Task requirements:
Locate each line in the records below that contains the word "standing", and copy every such line in full.

Information shown:
#####

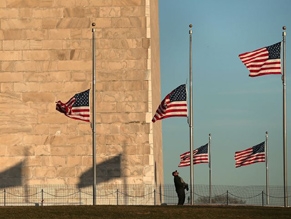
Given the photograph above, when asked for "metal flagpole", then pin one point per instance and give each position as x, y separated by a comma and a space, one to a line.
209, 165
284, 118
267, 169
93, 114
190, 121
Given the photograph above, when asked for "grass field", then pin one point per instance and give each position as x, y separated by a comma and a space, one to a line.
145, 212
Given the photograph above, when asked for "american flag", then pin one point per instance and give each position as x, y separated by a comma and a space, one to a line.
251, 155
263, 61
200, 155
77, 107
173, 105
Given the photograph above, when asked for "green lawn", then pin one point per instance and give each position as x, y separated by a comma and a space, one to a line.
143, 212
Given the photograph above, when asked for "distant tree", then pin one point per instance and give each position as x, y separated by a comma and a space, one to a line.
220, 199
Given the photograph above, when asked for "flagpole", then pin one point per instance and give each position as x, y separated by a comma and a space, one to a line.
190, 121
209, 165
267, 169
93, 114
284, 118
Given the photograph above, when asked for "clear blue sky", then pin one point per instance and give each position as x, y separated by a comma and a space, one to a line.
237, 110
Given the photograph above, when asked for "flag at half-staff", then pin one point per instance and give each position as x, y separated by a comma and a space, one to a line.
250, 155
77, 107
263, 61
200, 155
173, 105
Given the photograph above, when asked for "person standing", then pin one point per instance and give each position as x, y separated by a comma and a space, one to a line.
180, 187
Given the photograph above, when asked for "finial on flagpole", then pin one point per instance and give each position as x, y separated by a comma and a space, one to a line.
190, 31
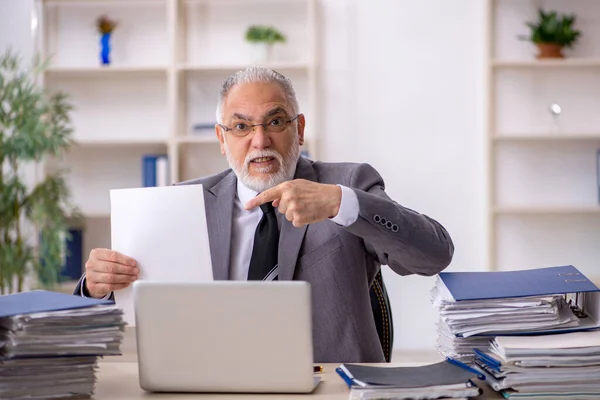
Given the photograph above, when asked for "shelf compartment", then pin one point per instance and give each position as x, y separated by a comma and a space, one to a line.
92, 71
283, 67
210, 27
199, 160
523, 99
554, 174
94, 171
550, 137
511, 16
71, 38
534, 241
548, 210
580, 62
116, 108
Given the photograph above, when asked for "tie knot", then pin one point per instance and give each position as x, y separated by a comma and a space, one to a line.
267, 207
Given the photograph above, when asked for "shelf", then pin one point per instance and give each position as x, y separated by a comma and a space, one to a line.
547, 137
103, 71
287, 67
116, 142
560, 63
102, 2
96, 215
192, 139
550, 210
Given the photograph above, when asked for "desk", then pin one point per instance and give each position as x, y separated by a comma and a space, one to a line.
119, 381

#####

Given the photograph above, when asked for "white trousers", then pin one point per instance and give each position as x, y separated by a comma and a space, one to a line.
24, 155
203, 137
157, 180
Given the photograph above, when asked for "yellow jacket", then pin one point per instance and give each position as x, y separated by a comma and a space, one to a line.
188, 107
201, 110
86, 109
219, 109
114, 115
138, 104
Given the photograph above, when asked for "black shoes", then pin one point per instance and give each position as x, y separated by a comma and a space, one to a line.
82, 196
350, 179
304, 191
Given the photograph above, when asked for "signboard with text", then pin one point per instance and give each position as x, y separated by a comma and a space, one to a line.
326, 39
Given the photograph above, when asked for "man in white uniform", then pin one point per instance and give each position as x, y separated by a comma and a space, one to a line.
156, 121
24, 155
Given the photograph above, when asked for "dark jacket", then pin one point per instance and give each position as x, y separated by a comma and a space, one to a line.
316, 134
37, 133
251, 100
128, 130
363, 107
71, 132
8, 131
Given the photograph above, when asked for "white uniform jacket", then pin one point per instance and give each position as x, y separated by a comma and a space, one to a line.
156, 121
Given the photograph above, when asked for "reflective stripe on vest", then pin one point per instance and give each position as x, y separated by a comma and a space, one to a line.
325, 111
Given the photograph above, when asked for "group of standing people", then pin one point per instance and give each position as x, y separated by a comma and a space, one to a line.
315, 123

#####

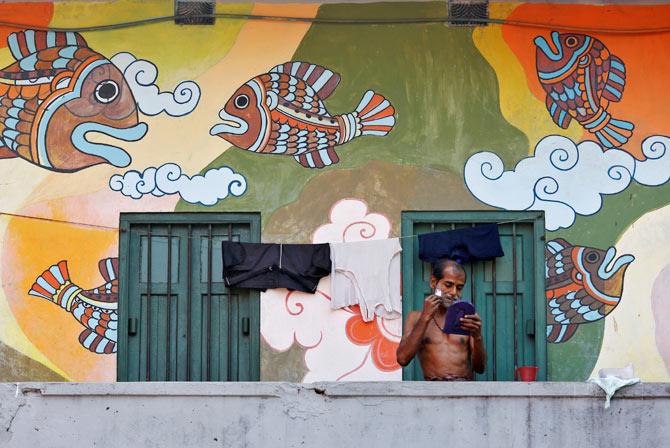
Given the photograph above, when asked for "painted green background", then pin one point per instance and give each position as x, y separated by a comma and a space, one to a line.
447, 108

#####

The result:
Given the photograph above, when asked for "person standing", then pin one point per instance and give each position as x, y separated by a comma and a space, one to a line.
Given the photograph above, when asked for "group of standing people", then pin one point per instance and give each position as x, y separated by a comma and a space, one to a line.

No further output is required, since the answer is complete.